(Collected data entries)
○ ○ ○ ○ ○ ○ ○

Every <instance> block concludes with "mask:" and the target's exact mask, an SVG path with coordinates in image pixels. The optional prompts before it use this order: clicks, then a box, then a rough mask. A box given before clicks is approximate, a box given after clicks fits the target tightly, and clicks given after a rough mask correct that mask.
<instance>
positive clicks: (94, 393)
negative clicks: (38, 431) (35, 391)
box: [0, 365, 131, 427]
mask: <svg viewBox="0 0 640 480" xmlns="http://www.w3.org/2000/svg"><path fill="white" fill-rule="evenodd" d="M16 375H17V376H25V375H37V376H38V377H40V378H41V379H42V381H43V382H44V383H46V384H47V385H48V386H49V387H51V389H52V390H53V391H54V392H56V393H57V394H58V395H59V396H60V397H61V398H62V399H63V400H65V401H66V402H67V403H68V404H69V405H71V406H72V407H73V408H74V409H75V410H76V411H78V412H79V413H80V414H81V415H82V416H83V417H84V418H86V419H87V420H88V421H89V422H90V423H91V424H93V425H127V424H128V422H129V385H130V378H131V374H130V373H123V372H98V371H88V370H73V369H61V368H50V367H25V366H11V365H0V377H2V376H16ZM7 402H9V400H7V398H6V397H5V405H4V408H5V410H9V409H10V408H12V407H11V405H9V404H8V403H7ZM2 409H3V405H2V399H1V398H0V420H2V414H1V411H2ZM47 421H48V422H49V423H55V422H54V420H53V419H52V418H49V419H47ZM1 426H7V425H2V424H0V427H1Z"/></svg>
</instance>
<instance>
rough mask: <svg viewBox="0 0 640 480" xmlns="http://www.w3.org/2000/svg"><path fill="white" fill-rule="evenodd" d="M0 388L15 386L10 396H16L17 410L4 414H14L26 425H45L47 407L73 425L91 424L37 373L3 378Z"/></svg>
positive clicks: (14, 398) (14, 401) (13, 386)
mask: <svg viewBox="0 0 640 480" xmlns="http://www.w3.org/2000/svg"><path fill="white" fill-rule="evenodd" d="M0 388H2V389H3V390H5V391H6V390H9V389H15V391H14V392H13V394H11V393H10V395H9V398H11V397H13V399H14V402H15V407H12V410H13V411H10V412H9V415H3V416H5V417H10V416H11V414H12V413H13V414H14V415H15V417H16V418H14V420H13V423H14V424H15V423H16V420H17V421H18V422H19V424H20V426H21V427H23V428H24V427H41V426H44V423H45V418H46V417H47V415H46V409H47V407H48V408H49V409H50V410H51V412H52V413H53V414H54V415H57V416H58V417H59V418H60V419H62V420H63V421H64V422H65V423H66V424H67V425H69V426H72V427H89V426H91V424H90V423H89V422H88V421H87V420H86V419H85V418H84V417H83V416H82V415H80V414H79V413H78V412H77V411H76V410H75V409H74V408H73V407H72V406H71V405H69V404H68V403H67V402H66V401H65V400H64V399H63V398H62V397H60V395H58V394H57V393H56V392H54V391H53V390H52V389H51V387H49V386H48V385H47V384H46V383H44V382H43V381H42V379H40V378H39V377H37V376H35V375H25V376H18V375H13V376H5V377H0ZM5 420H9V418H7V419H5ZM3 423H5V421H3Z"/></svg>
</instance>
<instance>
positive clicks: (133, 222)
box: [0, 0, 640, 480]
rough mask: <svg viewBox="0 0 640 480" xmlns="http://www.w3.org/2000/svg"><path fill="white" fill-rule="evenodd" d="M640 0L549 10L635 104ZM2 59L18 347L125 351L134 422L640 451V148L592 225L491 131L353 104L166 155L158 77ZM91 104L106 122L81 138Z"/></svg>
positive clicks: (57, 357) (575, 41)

○ ○ ○ ○ ○ ○ ○

## Exercise prompt
Only the lines from the one with "0L549 10L635 104ZM2" through the final line above belong in the answer, each reproduced word for word.

## Response below
rough mask: <svg viewBox="0 0 640 480" xmlns="http://www.w3.org/2000/svg"><path fill="white" fill-rule="evenodd" d="M640 0L549 10L635 104ZM2 59L18 347L125 351L134 422L640 451V148L592 225L491 131L353 104L166 155L158 77ZM91 104L106 122L81 138Z"/></svg>
positive clicks: (57, 357) (575, 41)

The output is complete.